* _Extracted material_:
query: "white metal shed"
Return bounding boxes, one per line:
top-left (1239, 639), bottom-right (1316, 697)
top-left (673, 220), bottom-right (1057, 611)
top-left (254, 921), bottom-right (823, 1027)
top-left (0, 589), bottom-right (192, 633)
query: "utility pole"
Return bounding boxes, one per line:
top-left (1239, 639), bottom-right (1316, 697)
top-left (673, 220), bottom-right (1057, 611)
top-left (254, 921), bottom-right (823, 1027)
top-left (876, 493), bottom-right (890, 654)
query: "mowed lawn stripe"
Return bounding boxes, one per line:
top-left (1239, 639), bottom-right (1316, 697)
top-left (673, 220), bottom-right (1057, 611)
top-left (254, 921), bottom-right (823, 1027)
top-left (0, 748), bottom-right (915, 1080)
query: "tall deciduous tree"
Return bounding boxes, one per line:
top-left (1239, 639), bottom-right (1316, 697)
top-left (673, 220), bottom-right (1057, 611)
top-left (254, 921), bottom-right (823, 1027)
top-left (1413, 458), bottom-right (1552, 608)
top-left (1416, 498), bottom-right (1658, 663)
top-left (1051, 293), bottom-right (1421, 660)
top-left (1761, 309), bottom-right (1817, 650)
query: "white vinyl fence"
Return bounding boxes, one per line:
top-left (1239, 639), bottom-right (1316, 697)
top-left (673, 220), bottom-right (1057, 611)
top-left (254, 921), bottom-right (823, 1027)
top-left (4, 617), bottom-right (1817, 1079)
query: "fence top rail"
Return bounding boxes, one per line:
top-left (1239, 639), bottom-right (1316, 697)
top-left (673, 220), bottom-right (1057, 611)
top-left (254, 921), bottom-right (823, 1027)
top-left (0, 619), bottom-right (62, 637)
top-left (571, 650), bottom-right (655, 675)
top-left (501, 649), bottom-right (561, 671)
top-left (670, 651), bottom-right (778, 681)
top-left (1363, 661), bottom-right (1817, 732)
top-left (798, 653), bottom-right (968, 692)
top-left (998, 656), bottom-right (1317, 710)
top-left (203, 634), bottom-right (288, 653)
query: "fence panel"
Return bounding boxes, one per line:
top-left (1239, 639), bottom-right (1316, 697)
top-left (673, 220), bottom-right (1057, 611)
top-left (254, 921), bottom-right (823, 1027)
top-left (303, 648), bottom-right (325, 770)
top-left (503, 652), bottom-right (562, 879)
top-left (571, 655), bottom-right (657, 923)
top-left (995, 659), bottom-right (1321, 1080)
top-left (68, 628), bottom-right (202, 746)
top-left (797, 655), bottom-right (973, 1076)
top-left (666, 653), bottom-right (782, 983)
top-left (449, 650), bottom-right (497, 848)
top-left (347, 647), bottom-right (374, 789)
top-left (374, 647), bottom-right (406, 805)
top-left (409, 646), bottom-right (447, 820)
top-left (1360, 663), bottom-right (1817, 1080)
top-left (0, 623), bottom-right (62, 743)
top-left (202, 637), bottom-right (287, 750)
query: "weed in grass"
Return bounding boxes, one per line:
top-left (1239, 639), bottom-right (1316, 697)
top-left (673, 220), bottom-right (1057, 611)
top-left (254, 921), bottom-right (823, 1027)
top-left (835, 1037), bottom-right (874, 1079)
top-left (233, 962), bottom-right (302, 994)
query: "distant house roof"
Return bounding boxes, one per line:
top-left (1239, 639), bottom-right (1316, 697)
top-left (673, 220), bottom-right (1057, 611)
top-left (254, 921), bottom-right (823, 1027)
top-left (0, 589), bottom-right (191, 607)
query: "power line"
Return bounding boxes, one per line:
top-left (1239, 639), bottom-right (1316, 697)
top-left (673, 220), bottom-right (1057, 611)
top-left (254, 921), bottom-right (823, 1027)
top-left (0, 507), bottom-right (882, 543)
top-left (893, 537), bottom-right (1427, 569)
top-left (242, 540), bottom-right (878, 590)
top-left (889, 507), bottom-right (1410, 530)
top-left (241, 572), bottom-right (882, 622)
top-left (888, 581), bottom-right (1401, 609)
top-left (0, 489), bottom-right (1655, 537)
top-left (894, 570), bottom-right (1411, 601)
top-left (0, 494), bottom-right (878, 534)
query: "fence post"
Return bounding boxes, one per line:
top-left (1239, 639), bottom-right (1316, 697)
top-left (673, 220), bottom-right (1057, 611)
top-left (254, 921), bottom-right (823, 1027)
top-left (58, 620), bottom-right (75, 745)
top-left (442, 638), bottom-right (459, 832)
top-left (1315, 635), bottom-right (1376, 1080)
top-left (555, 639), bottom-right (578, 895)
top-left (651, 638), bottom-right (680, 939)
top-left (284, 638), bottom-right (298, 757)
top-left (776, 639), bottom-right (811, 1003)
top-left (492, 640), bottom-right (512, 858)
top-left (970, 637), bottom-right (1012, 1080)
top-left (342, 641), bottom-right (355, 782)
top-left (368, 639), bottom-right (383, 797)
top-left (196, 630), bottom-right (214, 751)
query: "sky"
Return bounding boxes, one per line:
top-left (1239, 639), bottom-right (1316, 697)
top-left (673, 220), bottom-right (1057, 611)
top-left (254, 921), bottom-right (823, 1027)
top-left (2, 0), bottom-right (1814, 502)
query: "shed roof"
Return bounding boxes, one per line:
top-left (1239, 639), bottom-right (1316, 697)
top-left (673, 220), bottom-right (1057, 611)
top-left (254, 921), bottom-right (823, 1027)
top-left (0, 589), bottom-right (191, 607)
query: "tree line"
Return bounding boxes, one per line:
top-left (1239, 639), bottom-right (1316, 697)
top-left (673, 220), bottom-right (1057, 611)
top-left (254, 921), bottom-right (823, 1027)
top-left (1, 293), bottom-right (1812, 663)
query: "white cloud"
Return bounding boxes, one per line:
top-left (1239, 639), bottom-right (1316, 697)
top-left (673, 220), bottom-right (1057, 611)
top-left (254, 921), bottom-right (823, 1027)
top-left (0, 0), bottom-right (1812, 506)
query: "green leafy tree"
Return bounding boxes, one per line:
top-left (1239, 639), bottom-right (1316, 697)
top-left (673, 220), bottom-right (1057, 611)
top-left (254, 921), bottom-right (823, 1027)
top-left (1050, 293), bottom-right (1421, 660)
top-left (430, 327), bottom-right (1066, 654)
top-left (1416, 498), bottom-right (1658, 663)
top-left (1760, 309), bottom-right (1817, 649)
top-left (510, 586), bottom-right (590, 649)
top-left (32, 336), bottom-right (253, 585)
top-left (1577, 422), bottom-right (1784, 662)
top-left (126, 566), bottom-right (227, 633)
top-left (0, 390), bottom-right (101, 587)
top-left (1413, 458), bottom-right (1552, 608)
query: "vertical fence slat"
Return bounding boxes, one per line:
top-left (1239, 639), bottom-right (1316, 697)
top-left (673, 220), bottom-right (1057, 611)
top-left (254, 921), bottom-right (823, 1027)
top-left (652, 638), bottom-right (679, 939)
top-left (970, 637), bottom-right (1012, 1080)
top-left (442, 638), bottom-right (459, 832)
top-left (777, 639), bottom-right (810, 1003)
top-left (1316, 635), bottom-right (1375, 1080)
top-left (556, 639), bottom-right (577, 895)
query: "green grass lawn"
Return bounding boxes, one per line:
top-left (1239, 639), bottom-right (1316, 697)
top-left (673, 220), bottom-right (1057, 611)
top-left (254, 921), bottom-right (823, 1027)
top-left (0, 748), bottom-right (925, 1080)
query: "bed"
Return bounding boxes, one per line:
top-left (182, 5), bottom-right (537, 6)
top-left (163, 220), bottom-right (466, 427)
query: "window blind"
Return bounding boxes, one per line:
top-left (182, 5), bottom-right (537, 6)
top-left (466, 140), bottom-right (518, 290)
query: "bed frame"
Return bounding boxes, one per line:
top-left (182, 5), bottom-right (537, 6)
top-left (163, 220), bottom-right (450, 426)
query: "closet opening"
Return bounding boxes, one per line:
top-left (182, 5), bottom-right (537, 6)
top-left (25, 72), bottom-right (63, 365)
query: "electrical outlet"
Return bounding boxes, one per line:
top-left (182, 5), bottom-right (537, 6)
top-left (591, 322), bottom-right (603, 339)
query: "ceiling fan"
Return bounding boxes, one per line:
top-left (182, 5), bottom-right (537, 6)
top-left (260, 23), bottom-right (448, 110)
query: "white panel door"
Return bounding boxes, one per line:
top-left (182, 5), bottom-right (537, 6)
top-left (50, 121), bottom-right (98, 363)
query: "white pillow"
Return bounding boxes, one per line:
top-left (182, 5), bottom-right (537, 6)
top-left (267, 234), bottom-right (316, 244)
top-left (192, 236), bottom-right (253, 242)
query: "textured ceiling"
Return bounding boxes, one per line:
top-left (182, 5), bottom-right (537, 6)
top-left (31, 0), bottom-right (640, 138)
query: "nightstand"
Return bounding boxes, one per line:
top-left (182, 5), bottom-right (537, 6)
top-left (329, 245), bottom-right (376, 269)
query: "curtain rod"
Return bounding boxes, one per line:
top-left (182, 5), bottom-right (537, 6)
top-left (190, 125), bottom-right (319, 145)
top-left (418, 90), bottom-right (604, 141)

* _Directions_: Pull every line containing "ceiling" out of the records.

* _Solved exercise_:
query: "ceiling fan"
query: "textured ceiling"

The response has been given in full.